* [Goal]: Recast all of the records below as a two-column CSV with the header input,output and one row per record. Put the record's text in input and its answer in output, each as one quoted field with line breaks turned into spaces, and leave the pictures out.

* START Task input *

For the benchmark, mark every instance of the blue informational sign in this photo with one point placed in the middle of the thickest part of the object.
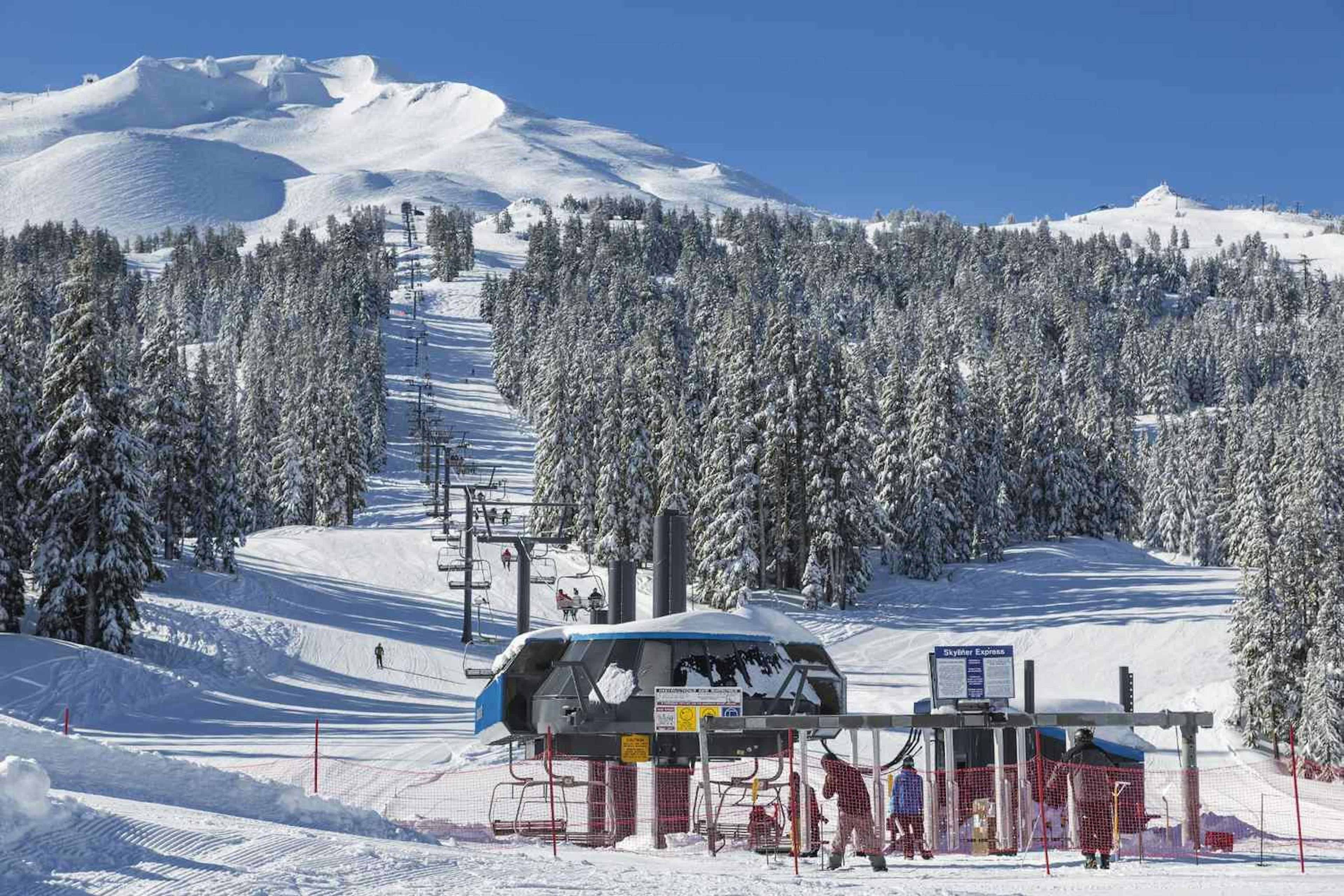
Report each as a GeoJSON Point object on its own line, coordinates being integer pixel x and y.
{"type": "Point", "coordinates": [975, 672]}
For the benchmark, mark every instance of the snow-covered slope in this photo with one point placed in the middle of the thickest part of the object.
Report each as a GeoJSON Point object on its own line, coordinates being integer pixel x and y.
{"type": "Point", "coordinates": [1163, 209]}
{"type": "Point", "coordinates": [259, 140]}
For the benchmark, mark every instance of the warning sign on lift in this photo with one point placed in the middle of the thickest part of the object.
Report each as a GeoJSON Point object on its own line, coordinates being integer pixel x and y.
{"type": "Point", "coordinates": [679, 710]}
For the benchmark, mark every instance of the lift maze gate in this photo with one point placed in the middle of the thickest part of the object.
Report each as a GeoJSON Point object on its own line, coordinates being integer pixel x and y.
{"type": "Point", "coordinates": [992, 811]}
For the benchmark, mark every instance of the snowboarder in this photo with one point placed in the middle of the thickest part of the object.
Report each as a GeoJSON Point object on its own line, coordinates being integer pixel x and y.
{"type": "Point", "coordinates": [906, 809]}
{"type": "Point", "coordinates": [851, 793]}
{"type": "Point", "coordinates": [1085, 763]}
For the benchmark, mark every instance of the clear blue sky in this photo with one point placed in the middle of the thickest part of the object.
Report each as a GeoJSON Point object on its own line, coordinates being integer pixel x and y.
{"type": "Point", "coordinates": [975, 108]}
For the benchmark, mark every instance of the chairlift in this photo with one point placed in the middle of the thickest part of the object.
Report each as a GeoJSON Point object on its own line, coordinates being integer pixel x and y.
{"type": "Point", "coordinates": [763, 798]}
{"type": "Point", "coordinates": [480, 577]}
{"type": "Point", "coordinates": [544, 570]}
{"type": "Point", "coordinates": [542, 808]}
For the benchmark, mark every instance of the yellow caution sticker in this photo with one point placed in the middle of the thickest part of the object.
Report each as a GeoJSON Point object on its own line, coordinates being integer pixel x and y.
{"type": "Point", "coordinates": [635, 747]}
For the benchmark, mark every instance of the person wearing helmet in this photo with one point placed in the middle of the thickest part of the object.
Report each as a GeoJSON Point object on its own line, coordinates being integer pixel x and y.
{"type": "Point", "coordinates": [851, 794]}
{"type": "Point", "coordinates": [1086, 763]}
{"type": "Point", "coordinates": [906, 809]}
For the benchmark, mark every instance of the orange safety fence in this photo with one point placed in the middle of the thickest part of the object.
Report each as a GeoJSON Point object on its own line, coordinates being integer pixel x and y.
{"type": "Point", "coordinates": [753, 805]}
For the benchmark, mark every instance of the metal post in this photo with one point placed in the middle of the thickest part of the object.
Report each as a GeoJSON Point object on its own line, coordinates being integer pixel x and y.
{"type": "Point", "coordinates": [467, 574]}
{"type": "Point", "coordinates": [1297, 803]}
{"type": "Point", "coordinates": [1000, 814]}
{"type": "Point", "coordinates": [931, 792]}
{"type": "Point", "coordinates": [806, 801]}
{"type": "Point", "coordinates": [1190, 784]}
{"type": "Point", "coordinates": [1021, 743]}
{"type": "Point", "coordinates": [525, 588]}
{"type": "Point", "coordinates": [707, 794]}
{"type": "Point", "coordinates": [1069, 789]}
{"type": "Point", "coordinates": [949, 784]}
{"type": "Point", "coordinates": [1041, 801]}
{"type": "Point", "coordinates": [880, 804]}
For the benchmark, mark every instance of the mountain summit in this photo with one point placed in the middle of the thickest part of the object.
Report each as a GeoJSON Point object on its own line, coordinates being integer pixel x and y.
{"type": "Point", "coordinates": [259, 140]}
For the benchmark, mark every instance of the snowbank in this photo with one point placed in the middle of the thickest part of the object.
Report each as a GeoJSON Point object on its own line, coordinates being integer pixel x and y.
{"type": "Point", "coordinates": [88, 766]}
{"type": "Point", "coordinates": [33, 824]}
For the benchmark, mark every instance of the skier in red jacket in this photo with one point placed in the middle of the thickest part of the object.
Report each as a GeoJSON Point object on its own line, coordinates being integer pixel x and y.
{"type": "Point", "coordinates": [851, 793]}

* END Task input *

* [Answer]:
input,output
"For the benchmark, mark every instance of the blue informational sign in this photo with one point placed in the middle of the thickest part of the object. Report each as a GeoJSON Point object on its own line, coordinates being integer pixel x and y.","{""type"": ""Point"", ""coordinates"": [975, 672]}"
"For the benchmark, mark every instance of the snow-covered slope in this photo with one point placed in the middle of the thickest part of the object. Report each as a GeoJSON Point object on its own line, coordinates being integer pixel x and y.","{""type"": ""Point"", ""coordinates"": [1163, 209]} {""type"": ""Point"", ""coordinates"": [259, 140]}"
"For the benchmark, mark every instance of the warning sign on lift in this photo with one point placed in the middle of the thickest part of the object. Report each as a GeoJSON Point object on its own line, coordinates being integer pixel x and y.","{""type"": ""Point"", ""coordinates"": [679, 710]}"
"For the benchmark, mark every instance of the lift maze gate in this photo with one point placed in the middle of the thickest part of the object. Report each as a GeoJSON Point object on its own line, coordinates being integer pixel x and y.","{""type"": ""Point"", ""coordinates"": [992, 811]}"
"For the benchmark, mark every instance of the snowboarder in this photo with one point placed in the middle of the thickest part of the object. Report each as a GeoJSON Point object on its own line, coordinates being integer pixel x and y.","{""type"": ""Point"", ""coordinates"": [906, 809]} {""type"": ""Point"", ""coordinates"": [851, 793]} {""type"": ""Point"", ""coordinates"": [1085, 763]}"
"For the benchmark, mark every instance of the clear blue sky in this photo with one point placed in the middle of the thickest part of the object. Report each as a GeoJSON Point object on its own line, coordinates being integer pixel x and y.","{""type"": ""Point"", ""coordinates"": [975, 108]}"
"For the benchmark, mark every instance of the chairlift in this photo with one point placed in the middle of the thickest part of the object. Report each as a GeoJSON Point object on its own line, coordinates being integer pixel x and y.","{""type"": ""Point"", ""coordinates"": [763, 798]} {""type"": ""Point"", ""coordinates"": [480, 577]} {""type"": ""Point"", ""coordinates"": [544, 570]} {""type"": ""Point"", ""coordinates"": [542, 808]}"
"For the benchmark, mark every instance of the yellow caution sticker in this photo with one point placed in the middle of the thickest part of the object. Report each as a GeoJSON Point object on its own line, coordinates being integer pixel x and y.","{""type"": ""Point"", ""coordinates"": [635, 747]}"
"For the benchmark, mark every instance of the person wearing helmet in this photo with one point placed in the middle of the thickest part of the object. Report each as a GeoJSON Point object on its own line, coordinates being integer pixel x and y.","{""type"": ""Point"", ""coordinates"": [851, 794]} {""type"": ""Point"", ""coordinates"": [1086, 763]} {""type"": ""Point"", ""coordinates"": [906, 809]}"
"For the benchmark, mark every instance of the orange safety fence in this photo with one point placed in the middle of the thickest part of the object. Report each as a GeoJSON Point object on its own line, coordinates being integer pixel x and y.","{""type"": ""Point"", ""coordinates"": [753, 805]}"
"For the benchmark, mark every instance of the metal post in this photo with one point placed in the middle of the thickest part of the object. Report each as a GeoJSON Point object on its own line, coordinates being integer pixel x and y.","{""type"": ""Point"", ""coordinates"": [467, 574]} {""type"": ""Point"", ""coordinates"": [1297, 803]} {""type"": ""Point"", ""coordinates"": [1000, 814]} {""type"": ""Point"", ""coordinates"": [931, 792]} {""type"": ""Point"", ""coordinates"": [806, 801]} {""type"": ""Point"", ""coordinates"": [1190, 784]} {""type"": ""Point"", ""coordinates"": [1021, 743]} {""type"": ""Point"", ""coordinates"": [525, 588]} {""type"": ""Point"", ""coordinates"": [707, 794]} {""type"": ""Point"", ""coordinates"": [1069, 789]} {""type"": ""Point"", ""coordinates"": [949, 784]} {""type"": ""Point"", ""coordinates"": [1041, 801]} {""type"": ""Point"", ""coordinates"": [880, 804]}"
"For the benchmark, mark every instance of the mountain summit in this photo with one point placed in the middle of the thickest part of the object. Report each as a GeoJSON Point object on its own line, coordinates being integer pixel x and y.","{""type"": ""Point"", ""coordinates"": [259, 140]}"
"For the benchmark, mark every instance of the snowbank in this photo with one point placed in the middle of the thickest part of the object. Report each as a GeoJSON Point object on its own line, coordinates being integer pixel x and y.","{""type"": ""Point"", ""coordinates"": [88, 766]} {""type"": ""Point"", ""coordinates"": [33, 824]}"
"For the benchmark, mark every instance of the skier in red jacket in this photo with one point placed in the middle of the thickest part of the object. Report each as a GeoJSON Point object on its own line, coordinates being integer pixel x and y.","{""type"": ""Point"", ""coordinates"": [851, 793]}"